• [Description of the task]:
Edit every row by replacing "one per instance" with "one point per instance" wherever it occurs, and keep everything else unchanged.

Point annotation dataset rows:

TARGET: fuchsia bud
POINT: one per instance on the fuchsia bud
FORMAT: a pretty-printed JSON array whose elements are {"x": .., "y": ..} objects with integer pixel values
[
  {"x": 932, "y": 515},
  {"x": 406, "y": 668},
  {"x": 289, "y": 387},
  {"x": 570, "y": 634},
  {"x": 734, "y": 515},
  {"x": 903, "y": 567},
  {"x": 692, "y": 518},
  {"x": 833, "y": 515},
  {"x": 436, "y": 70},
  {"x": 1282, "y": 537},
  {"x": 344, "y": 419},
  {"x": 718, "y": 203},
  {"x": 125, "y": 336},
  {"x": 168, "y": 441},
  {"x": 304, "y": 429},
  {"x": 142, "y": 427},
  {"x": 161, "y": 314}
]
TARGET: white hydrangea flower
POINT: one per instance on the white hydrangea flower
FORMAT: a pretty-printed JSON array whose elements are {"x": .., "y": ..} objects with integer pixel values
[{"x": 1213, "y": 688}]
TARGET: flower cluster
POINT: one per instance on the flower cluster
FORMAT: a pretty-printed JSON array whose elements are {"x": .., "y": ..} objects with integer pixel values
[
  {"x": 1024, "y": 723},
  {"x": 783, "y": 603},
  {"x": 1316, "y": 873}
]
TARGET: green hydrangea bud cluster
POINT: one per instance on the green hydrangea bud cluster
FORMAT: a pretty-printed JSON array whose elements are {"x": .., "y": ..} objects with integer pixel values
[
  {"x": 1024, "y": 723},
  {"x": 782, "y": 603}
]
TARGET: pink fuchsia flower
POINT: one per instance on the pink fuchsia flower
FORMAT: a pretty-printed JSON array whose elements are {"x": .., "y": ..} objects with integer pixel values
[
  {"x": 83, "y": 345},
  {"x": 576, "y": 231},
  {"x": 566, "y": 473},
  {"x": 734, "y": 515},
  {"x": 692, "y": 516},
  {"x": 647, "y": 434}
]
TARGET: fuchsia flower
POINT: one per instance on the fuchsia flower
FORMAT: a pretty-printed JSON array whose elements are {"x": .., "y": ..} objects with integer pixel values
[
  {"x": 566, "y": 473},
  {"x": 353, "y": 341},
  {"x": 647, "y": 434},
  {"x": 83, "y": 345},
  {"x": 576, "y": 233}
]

• [Answer below]:
TARGET: fuchsia bud
POINT: one point per instance on the fuchsia bud
FORMAT: a pretty-printed JSON array whose elements are {"x": .., "y": ..} objects with integer pixel values
[
  {"x": 932, "y": 515},
  {"x": 406, "y": 668},
  {"x": 289, "y": 387},
  {"x": 570, "y": 634},
  {"x": 734, "y": 515},
  {"x": 903, "y": 567},
  {"x": 692, "y": 518},
  {"x": 833, "y": 515},
  {"x": 436, "y": 70},
  {"x": 1282, "y": 537},
  {"x": 344, "y": 419},
  {"x": 718, "y": 203},
  {"x": 125, "y": 336},
  {"x": 168, "y": 441},
  {"x": 304, "y": 429},
  {"x": 142, "y": 427},
  {"x": 161, "y": 314}
]
TARGET: white hydrangea flower
POINT: one point per instance on the white hydrangea flower
FORMAT: a pretty-printed JSON array whose elements are {"x": .., "y": ..} objects with integer pixel values
[{"x": 1213, "y": 688}]
TARGET: flower cluster
POINT: one point per instance on the flower cluster
FORMAT: a pretty-printed JSON array whose elements are {"x": .., "y": ..} objects with integer pixel values
[
  {"x": 1024, "y": 723},
  {"x": 783, "y": 603},
  {"x": 1316, "y": 873}
]
TARGET: green hydrangea bud cluster
POINT: one point per instance on the green hydrangea bud cluster
FORMAT: a pretty-printed JSON array whose elements are {"x": .., "y": ..} objects with integer pixel values
[
  {"x": 1024, "y": 723},
  {"x": 782, "y": 603}
]
TARGET: pink fuchsia flower
POINT: one point per instance on the pink fuchsia flower
FORMAT: a pretty-printed JSON array whose elements are {"x": .., "y": ..} objects with integer pixel values
[
  {"x": 83, "y": 345},
  {"x": 576, "y": 231},
  {"x": 566, "y": 473},
  {"x": 734, "y": 515},
  {"x": 692, "y": 516},
  {"x": 647, "y": 434}
]
TARGET: fuchsia flower
POINT: one point per instance on the fuchsia flower
FORMAT: a pretty-printed JSON array whose elements are {"x": .., "y": ..} objects with integer pixel values
[
  {"x": 566, "y": 473},
  {"x": 353, "y": 341},
  {"x": 647, "y": 434},
  {"x": 83, "y": 345},
  {"x": 576, "y": 233}
]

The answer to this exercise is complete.